Can you rewrite all the records with every "at dusk" replaced by "at dawn" and nothing else changed?

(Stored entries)
* * * *

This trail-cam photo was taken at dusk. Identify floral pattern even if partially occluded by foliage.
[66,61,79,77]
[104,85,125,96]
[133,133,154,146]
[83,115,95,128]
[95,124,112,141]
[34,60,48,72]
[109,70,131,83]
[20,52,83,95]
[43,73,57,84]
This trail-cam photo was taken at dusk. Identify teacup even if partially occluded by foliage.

* * * *

Task answer:
This trail-cam photo was taken at dawn. Identify floral pattern even if partially occluded by foliage.
[66,61,79,77]
[104,85,125,96]
[133,133,154,146]
[83,115,95,128]
[95,124,112,141]
[34,60,48,72]
[109,70,131,83]
[20,52,83,95]
[43,73,57,84]
This trail-cam photo was taken at dawn. Identify teacup even if partially occluded by foliage.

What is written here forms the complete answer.